- _EXERCISE DESCRIPTION_:
Only the run of lines from the one containing "range, then give the position of each instance." through the last line should be returned, exactly as written.
━━━━
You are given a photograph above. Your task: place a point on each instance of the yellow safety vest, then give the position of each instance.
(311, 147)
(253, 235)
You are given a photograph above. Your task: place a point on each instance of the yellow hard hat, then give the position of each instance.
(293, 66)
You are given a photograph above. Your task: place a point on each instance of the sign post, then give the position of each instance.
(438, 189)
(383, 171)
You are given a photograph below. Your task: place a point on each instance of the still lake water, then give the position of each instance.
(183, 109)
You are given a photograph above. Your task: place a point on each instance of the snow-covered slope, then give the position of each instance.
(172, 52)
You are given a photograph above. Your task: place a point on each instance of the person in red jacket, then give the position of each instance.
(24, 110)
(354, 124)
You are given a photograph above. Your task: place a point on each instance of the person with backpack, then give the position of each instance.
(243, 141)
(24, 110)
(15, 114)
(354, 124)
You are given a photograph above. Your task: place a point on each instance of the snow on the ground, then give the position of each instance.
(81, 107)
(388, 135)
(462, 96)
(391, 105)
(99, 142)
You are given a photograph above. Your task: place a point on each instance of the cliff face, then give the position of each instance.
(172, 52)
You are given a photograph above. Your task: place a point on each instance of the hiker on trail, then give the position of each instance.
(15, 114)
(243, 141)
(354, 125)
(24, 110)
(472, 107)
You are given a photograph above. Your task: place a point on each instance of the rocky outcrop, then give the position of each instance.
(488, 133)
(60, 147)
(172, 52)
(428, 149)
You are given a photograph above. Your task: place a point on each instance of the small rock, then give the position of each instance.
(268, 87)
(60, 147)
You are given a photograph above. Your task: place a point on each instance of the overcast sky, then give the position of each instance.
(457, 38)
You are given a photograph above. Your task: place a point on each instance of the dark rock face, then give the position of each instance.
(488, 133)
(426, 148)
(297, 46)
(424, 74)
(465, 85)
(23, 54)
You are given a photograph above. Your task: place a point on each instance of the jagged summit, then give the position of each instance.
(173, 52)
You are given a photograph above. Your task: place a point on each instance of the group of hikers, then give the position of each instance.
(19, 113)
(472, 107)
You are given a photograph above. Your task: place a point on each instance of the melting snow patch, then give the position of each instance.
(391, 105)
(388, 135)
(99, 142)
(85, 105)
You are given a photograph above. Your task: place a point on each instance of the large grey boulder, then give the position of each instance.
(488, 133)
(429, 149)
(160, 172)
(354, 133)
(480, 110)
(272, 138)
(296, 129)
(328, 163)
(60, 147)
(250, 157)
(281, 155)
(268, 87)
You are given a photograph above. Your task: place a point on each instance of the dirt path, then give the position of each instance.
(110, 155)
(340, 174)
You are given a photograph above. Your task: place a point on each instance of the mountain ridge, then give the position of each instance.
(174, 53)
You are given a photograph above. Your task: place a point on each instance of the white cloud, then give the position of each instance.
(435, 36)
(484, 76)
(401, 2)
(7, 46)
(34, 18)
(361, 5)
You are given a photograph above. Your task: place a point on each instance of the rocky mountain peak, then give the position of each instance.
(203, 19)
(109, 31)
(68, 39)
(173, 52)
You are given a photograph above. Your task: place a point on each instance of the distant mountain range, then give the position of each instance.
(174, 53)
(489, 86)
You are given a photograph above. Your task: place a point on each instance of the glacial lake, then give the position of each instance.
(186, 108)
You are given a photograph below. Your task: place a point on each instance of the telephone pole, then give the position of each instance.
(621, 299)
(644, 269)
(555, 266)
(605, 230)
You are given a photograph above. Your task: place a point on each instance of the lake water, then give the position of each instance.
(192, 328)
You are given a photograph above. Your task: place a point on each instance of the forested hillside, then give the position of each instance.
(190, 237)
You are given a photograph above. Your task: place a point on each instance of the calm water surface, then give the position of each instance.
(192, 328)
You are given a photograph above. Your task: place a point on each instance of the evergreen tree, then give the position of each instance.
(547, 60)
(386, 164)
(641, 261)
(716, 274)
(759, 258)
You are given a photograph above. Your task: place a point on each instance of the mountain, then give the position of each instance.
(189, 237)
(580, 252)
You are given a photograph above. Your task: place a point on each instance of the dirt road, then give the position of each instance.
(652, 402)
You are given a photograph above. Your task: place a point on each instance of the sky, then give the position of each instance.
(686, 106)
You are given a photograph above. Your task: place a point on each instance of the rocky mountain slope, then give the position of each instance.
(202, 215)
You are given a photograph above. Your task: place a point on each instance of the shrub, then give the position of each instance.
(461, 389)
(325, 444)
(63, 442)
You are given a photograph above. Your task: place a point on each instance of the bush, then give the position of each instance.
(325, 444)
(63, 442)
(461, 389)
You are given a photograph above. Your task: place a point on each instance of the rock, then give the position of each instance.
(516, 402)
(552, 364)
━━━━
- _ANSWER IN FULL_:
You are given a photograph above. Your task: place a point on each instance of the distant mountain range, then give the position of each instance.
(174, 53)
(489, 86)
You are given a photograph above. Your task: place a point on each instance of the glacial lake, then give the position of each instance.
(186, 108)
You are given a photograph below. Your task: place a point on each instance of the telephone pole, then give the position of each instance.
(621, 299)
(644, 269)
(555, 266)
(605, 230)
You are given a photograph above. Your task: place a point on each instance of the lake water, then give the position of each instance.
(192, 328)
You are given a photograph above. Your task: place a point on each instance of the forested hillside, then give the position of each instance.
(190, 237)
You are given a photograph above. Your task: place a point on each instance of the calm water surface, then give the position of each instance.
(192, 328)
You are given a photograph above. Your task: place a point on each instance of the evergreen tree, then give the position of each instance.
(547, 60)
(386, 164)
(641, 261)
(716, 274)
(759, 258)
You are given a photograph above. Your task: place a point on each instance of the mountain, then give the position of each instance.
(189, 237)
(580, 252)
You are given a photograph above. Your task: place a point on each instance of the dirt road, then give the position of each instance.
(652, 402)
You are given a photograph above. Your task: place a point on each instance of the sky, then give the position of each instance.
(686, 106)
You are given a photograph above. Your task: place a point on each instance of the rocky mountain slope, then give the position of each instance.
(202, 215)
You are given a photograph above. Your task: place a point on each instance of the shrub, then give the position of each instance.
(461, 389)
(325, 444)
(63, 442)
You are given a photograph above. Your task: place a point on each instance of the bush, then give the position of each instance.
(325, 444)
(63, 442)
(461, 389)
You are given a photograph above. Your task: place a point on each instance of the rock, then give the position of each instance.
(516, 402)
(552, 364)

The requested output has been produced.